§ Aim of the task
Every single entry should be printed exactly.

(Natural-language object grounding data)
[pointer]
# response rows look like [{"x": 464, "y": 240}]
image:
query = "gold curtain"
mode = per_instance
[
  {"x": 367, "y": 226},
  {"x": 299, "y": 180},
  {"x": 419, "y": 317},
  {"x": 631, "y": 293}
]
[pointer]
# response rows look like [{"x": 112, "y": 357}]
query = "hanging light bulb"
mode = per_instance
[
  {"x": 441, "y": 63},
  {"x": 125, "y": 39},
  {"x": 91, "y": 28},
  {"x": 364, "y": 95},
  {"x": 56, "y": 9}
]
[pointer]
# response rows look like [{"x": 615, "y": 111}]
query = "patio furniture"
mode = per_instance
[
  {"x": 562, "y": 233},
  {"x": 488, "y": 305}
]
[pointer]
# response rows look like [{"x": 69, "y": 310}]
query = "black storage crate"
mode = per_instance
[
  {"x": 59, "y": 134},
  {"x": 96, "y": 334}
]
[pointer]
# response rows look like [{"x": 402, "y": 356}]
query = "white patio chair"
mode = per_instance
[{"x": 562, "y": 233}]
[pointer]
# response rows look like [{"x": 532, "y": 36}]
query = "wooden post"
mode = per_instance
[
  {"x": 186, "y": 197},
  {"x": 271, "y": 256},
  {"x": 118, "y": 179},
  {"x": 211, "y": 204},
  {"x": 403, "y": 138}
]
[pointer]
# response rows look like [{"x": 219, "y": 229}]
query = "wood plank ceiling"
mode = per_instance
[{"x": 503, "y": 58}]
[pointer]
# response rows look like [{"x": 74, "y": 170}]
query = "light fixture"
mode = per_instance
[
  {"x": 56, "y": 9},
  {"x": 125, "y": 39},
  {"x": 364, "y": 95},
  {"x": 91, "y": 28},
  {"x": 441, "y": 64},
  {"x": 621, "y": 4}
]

§ Completed task
[pointer]
# response rows look like [{"x": 464, "y": 240}]
image:
query = "gold curtain"
mode = per_instance
[
  {"x": 367, "y": 226},
  {"x": 299, "y": 180},
  {"x": 419, "y": 317},
  {"x": 631, "y": 293}
]
[pointer]
# response rows look like [{"x": 112, "y": 357}]
query = "hanging light bulb"
mode = per_instance
[
  {"x": 441, "y": 63},
  {"x": 125, "y": 39},
  {"x": 91, "y": 28},
  {"x": 364, "y": 95},
  {"x": 56, "y": 9}
]
[pointer]
# response rows look like [{"x": 615, "y": 111}]
query = "patio furniture"
mode = per_instance
[
  {"x": 562, "y": 233},
  {"x": 488, "y": 305}
]
[pointer]
# response rows look like [{"x": 69, "y": 310}]
query = "black storage crate"
mode = per_instance
[
  {"x": 59, "y": 134},
  {"x": 96, "y": 334}
]
[pointer]
# response rows look like [{"x": 402, "y": 356}]
query = "white patio chair"
mode = per_instance
[{"x": 562, "y": 233}]
[pointer]
# response rows look like [{"x": 532, "y": 36}]
query = "wooden post"
mode = per_instance
[
  {"x": 186, "y": 197},
  {"x": 271, "y": 256},
  {"x": 118, "y": 179},
  {"x": 211, "y": 204},
  {"x": 403, "y": 138}
]
[pointer]
# response rows look like [{"x": 219, "y": 229}]
query = "wood plank ceiling"
mode = per_instance
[{"x": 503, "y": 58}]
[pointer]
# response rows look like [{"x": 74, "y": 170}]
query = "light fixture"
mode = per_instance
[
  {"x": 56, "y": 9},
  {"x": 125, "y": 39},
  {"x": 364, "y": 95},
  {"x": 91, "y": 28},
  {"x": 441, "y": 64},
  {"x": 621, "y": 4}
]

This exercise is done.